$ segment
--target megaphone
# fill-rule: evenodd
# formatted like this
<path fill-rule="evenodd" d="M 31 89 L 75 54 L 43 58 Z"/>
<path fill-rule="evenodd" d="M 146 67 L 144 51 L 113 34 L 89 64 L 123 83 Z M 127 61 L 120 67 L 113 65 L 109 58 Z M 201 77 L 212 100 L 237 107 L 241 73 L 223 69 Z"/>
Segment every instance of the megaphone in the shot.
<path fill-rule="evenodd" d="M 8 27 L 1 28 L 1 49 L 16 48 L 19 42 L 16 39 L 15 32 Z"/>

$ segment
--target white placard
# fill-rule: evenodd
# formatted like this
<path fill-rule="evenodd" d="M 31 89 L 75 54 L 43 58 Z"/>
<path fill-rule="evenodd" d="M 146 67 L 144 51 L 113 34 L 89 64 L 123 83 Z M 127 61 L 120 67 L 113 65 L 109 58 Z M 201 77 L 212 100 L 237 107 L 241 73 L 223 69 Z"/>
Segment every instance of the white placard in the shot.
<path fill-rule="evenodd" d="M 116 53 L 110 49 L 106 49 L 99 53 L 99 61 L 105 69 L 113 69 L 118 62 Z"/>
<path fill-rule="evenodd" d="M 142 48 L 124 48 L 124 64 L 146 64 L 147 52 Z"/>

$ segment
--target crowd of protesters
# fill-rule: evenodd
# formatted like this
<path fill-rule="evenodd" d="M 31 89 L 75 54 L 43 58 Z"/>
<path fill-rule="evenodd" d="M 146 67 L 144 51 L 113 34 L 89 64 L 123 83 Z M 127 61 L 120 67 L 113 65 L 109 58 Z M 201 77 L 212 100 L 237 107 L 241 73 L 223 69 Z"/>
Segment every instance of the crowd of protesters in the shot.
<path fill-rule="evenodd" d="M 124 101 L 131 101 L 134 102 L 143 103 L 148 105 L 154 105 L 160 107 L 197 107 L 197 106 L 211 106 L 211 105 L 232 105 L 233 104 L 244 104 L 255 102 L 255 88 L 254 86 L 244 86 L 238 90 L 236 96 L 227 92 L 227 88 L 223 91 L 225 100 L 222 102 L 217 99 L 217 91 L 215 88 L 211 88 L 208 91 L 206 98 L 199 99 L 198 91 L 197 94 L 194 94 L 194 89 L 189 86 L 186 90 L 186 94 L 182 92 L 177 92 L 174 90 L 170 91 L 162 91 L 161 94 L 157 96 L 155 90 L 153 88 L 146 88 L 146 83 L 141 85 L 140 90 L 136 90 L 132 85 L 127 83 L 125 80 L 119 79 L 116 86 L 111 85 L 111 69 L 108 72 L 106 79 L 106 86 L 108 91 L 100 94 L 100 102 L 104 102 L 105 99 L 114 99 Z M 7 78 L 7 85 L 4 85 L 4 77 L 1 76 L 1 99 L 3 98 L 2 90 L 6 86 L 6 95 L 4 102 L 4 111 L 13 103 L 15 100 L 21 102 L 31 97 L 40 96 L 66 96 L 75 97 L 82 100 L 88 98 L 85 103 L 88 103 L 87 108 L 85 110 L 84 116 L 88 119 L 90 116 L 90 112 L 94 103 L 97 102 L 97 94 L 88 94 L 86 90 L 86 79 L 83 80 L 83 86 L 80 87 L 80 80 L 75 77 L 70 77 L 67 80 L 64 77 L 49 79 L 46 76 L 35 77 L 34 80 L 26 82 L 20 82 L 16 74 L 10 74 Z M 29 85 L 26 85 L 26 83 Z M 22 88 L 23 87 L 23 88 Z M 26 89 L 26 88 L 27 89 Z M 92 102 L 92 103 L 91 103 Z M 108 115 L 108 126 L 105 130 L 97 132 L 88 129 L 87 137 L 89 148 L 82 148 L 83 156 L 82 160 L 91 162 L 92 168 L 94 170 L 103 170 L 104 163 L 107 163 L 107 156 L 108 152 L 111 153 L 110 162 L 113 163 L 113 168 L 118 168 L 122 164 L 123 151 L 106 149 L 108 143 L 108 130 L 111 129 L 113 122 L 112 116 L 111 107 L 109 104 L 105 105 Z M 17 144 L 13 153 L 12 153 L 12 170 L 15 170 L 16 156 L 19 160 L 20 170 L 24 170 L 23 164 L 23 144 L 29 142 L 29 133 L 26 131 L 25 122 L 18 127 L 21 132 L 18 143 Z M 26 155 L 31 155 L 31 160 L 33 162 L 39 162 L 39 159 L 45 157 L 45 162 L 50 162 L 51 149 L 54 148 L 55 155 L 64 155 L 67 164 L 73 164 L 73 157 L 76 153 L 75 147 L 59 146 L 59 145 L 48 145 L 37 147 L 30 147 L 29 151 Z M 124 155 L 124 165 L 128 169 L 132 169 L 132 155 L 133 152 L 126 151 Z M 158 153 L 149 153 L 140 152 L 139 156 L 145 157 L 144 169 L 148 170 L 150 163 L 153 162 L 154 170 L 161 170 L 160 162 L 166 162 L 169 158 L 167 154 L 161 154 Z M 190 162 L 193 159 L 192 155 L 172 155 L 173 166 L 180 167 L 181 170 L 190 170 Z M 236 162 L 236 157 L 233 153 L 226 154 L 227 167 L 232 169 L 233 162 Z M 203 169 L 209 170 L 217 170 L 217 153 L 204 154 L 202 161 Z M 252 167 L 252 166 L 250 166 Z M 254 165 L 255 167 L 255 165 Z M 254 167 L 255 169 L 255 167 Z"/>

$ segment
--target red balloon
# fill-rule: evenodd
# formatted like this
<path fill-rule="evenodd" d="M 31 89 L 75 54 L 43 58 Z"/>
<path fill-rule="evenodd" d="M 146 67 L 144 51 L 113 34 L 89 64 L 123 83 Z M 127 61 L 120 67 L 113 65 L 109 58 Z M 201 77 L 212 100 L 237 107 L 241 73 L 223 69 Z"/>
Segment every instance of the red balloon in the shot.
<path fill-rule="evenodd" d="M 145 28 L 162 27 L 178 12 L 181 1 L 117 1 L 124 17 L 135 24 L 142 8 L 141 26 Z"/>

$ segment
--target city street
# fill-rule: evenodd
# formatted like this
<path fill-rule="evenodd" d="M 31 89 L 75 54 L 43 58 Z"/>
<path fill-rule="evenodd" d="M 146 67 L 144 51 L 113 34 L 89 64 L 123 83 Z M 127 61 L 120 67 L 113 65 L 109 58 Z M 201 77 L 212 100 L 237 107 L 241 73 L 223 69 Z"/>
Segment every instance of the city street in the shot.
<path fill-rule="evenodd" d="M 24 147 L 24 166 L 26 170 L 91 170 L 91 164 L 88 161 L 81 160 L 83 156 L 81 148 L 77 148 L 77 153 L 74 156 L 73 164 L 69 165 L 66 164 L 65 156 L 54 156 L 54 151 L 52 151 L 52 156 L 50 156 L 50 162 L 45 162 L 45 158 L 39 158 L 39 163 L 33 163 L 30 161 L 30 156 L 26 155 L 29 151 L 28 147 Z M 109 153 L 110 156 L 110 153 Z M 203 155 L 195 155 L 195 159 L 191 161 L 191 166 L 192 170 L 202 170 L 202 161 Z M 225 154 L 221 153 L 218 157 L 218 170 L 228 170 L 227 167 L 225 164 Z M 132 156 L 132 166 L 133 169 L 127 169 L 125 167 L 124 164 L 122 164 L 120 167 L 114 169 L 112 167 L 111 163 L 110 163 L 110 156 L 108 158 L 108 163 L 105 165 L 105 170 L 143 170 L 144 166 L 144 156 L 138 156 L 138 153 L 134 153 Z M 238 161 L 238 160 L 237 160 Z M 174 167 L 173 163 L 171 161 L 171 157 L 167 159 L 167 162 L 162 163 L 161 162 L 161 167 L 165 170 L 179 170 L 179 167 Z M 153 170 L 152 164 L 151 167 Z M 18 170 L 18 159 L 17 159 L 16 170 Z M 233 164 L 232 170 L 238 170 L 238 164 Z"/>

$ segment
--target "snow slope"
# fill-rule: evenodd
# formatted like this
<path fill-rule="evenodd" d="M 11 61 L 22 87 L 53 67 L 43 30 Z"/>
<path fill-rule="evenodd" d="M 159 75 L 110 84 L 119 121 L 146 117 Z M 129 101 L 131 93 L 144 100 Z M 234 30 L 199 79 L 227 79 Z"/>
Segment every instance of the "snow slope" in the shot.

################

How many lines in the records above contain the string "crowd"? Case counts; reply with the number alone.

[REPLY TO THE TASK]
2